What holds all this in place and allows it to continue is that Israel has the multibillion dollar per year financial support and diplomatic cover of the most powerful nation in history, the United States. The U.S. has agreed to provide Israel with $30 billion dollars in military aid over the next 10 years and has provided billions upon billions of dollars in aid to Israel in the past. For decades, Israel has been the largest recipient of U.S. foreign aid and receives one-third of the total U.S. foreign aid budget. The U.S., a veto-wielding member of the United Nations Security Council, has also vetoed each and every resolution put forward by the United Nations in response to Israel’s multiple violations of international law. In each of the U.N. votes on these resolutions against Israeli government actions, year after year, the U.S. and Israel (and a few small Pacific Island nations) stand alone against the rest of the international community in siding with Israel against international law and world opinion.
All of the facts above are available from easily accessible public sources. The facts are not in dispute. However, they have been obscured by a web of misinformation that hides the truth. Because the facts are what they are, when Israel is criticized, its proponents, who cannot rely on facts to support their cause, resort to personal attacks and charges of “anti-Semitism.” Their charges of anti-Semitism presuppose that all criticism of Israel as a state actor and all efforts to hold Israel, which is after all a nation state like any other, accountable for its actions are inherently anti-Semitic. When the truth cannot be bent to their narrative, proponents of Israeli government actions, no matter what those actions are, resort to the cudgel of anti-Semitism to silence and censor criticism of the actions of the state of Israel. So far, this method of silencing critics has proven highly effective in the U.S. Publicly criticizing Israel has cost academics their jobs and members of congress political office. These examples keep the rest of us in line as well.

> _Material_:
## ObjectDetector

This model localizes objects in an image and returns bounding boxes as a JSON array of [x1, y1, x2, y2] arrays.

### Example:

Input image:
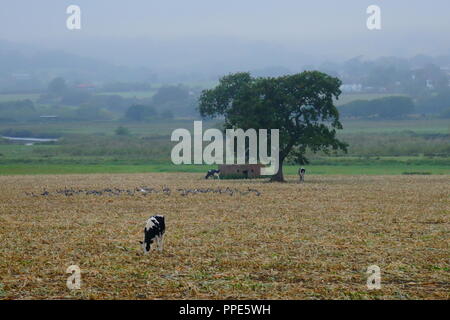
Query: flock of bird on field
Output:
[[25, 187, 261, 197], [26, 168, 306, 254]]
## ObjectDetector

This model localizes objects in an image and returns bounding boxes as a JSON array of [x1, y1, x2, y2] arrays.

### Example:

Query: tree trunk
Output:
[[270, 159, 286, 182]]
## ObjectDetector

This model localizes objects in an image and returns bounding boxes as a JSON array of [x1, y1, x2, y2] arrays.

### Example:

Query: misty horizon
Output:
[[0, 0, 450, 74]]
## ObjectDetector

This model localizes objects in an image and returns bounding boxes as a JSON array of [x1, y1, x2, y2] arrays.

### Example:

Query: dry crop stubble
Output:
[[0, 173, 450, 299]]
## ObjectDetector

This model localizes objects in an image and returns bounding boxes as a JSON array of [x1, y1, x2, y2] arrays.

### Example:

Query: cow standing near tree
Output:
[[199, 71, 347, 181]]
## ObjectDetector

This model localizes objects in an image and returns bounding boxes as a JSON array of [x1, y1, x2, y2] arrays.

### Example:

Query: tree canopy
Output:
[[199, 71, 347, 181]]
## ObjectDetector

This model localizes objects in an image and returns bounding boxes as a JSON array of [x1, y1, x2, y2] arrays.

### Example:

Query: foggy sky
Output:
[[0, 0, 450, 70]]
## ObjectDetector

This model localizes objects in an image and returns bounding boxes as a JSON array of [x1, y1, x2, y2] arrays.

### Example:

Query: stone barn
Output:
[[219, 164, 264, 179]]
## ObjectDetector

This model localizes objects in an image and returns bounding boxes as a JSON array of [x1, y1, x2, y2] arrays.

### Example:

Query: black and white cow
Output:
[[298, 168, 306, 181], [205, 169, 220, 179], [139, 215, 166, 254]]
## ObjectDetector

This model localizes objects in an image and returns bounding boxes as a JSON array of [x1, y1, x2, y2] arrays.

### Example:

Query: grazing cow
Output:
[[298, 168, 306, 182], [139, 215, 166, 254], [205, 169, 220, 180]]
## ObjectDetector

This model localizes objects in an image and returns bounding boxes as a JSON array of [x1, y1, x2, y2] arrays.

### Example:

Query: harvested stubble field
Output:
[[0, 173, 450, 299]]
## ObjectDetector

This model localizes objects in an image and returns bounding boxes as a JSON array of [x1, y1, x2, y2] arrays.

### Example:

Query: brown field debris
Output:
[[0, 173, 450, 299]]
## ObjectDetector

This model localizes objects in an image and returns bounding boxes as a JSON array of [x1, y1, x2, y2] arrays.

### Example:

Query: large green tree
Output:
[[199, 71, 347, 181]]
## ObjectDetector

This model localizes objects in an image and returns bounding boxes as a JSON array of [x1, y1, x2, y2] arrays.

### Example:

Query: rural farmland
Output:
[[0, 173, 450, 299]]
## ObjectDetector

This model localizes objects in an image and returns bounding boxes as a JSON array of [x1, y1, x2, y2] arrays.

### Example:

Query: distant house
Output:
[[219, 164, 264, 179]]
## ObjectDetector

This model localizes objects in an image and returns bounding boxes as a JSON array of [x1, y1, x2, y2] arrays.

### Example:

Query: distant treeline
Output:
[[339, 91, 450, 119]]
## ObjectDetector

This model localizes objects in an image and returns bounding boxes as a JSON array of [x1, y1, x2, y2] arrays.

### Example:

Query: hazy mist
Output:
[[0, 0, 450, 73]]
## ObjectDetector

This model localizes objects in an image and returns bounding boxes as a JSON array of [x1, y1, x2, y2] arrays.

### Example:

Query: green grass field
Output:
[[0, 163, 450, 179]]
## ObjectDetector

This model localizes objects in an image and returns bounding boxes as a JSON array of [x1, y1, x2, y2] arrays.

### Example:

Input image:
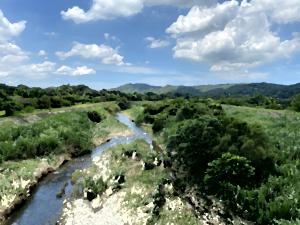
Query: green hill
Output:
[[114, 83, 300, 99]]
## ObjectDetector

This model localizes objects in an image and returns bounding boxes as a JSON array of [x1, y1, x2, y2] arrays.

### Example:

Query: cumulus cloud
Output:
[[145, 37, 170, 48], [166, 0, 300, 72], [0, 10, 29, 77], [56, 43, 126, 66], [56, 65, 96, 76], [24, 61, 56, 76], [61, 0, 216, 23], [0, 10, 26, 42], [38, 50, 47, 56]]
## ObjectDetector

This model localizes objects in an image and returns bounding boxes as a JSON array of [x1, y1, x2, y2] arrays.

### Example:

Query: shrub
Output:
[[204, 153, 255, 195], [87, 111, 102, 123], [291, 94, 300, 112]]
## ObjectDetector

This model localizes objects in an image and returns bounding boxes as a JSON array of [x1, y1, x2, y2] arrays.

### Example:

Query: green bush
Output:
[[204, 152, 255, 196], [0, 112, 93, 160]]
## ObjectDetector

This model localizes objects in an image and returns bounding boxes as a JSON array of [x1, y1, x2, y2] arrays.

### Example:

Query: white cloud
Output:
[[166, 0, 300, 72], [103, 33, 119, 41], [24, 61, 56, 76], [61, 0, 216, 23], [167, 1, 239, 35], [0, 10, 29, 77], [145, 37, 170, 48], [56, 65, 96, 76], [0, 10, 26, 42], [243, 0, 300, 24], [38, 50, 47, 56], [56, 43, 126, 66]]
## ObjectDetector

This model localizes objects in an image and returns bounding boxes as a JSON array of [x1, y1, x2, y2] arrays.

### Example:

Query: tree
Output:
[[291, 94, 300, 112], [117, 97, 130, 110], [38, 95, 51, 109], [204, 152, 255, 194]]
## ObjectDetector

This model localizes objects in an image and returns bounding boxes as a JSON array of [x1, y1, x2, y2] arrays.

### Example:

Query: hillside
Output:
[[114, 83, 300, 99]]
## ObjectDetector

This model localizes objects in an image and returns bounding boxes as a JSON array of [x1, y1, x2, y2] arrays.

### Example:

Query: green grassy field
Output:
[[224, 105, 300, 161], [0, 103, 128, 220]]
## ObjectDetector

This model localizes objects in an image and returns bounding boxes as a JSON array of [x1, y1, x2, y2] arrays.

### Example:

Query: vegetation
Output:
[[0, 83, 300, 225], [133, 99, 300, 224]]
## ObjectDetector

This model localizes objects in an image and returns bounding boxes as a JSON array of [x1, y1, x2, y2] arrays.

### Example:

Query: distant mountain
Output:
[[114, 83, 300, 99], [112, 83, 232, 95]]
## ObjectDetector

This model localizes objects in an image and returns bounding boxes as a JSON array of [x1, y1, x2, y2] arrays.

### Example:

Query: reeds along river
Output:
[[5, 113, 152, 225]]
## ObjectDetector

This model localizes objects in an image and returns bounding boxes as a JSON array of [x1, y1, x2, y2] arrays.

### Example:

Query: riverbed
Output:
[[5, 113, 153, 225]]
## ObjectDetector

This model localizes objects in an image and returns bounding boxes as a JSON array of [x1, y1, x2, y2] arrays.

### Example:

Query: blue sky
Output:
[[0, 0, 300, 89]]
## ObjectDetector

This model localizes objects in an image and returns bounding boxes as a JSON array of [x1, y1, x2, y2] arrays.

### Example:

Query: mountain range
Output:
[[112, 83, 300, 99]]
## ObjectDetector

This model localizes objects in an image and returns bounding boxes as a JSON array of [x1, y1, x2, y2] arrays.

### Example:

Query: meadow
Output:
[[127, 99, 300, 224]]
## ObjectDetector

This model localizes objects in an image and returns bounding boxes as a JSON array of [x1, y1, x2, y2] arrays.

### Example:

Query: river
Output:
[[5, 113, 152, 225]]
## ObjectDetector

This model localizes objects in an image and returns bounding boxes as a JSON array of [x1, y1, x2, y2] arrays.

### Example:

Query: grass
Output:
[[0, 155, 59, 210], [73, 140, 200, 225], [0, 102, 119, 125], [0, 103, 128, 220], [224, 105, 300, 161]]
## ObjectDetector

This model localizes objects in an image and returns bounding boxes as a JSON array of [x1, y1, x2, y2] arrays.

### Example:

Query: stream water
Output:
[[5, 113, 152, 225]]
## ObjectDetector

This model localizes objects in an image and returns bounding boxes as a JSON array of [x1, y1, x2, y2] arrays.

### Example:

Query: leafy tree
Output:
[[87, 111, 102, 123], [117, 97, 130, 110], [291, 94, 300, 112], [204, 152, 255, 195], [38, 95, 51, 109]]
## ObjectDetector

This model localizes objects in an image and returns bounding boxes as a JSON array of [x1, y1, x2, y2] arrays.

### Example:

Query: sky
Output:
[[0, 0, 300, 89]]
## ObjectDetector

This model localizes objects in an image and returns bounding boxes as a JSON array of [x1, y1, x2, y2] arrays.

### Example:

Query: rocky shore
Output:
[[0, 154, 71, 225]]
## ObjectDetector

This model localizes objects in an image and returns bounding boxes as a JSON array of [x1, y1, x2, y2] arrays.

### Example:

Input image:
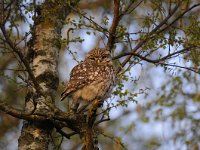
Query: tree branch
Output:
[[106, 0, 120, 50], [113, 47, 195, 63], [0, 25, 43, 94], [117, 2, 181, 73]]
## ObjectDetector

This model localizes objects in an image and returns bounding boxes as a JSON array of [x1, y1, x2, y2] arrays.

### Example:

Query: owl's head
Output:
[[85, 48, 111, 63]]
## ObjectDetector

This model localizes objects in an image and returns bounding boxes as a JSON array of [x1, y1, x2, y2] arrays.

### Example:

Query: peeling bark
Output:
[[18, 0, 79, 150]]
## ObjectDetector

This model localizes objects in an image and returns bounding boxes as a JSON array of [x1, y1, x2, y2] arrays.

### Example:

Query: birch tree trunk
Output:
[[18, 0, 79, 150]]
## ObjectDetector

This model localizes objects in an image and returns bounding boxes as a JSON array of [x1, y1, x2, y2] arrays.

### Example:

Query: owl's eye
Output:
[[102, 56, 107, 59], [90, 57, 95, 61]]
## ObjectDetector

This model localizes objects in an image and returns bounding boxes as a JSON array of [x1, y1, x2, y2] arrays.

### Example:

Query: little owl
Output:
[[61, 48, 115, 110]]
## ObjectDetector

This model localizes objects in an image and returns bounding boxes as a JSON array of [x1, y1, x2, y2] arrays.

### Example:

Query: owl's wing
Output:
[[61, 62, 94, 100]]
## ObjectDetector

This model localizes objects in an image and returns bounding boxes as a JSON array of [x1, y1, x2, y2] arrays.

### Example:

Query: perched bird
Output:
[[61, 48, 115, 109]]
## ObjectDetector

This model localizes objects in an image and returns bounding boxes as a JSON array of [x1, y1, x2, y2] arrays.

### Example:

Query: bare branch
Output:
[[113, 47, 194, 63], [106, 0, 120, 50], [0, 101, 46, 121], [0, 25, 43, 93]]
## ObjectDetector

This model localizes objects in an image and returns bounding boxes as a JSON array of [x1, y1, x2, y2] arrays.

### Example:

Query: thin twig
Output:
[[106, 0, 120, 50], [0, 25, 43, 94]]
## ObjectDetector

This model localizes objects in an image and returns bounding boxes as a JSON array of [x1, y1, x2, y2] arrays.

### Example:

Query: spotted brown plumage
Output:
[[61, 48, 115, 110]]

> _Requirements_: Pick up the passage on U.S. support for Israel after its final sentence and continue it.

> _Written response_:
Decades of misinformation and a mythical story (i.e., a land without a people for a people without a land), as well as the daily falsehoods we continue to be fed, can make the situation in Israel-Palestine seem more murky, complicated, and relativistic than it actually is.
When the American colonists were dispossessing the Native Americans, there was violent resistance. A people being dispossessed will resist. They resist because of their dispossession (not because they are crazy, evil, or filled with hate because of their religion). And, of course, violent native resistance hurts the occupier and harms innocents. However, when the occupier casts itself as the victim and says it is acting only in “self-defense” against native “attack”, it has turned logic on its head. Israel’s propaganda campaign over the last 41 years, casting itself as the only and perpetual victim, has been extremely successful in making this bizarre topsy-turvy spin seem logical and correct. It is yet another example of the effectiveness of saying the same thing over and over again until people start believing it is true.
There are many situations in history where two opposing perspectives are not of equal moral weight. The colonial campaign China continues in Tibet, the former British Empire’s actions around the globe, the apartheid system in South Africa, Belgium’s enslavement and killing of 10 million Congolese for natural resources, the genocide of the Jews by the Nazis, the genocide of the Armenians by Turkey all come to mind. The moral equation in Israel-Palestine is as simple and clear.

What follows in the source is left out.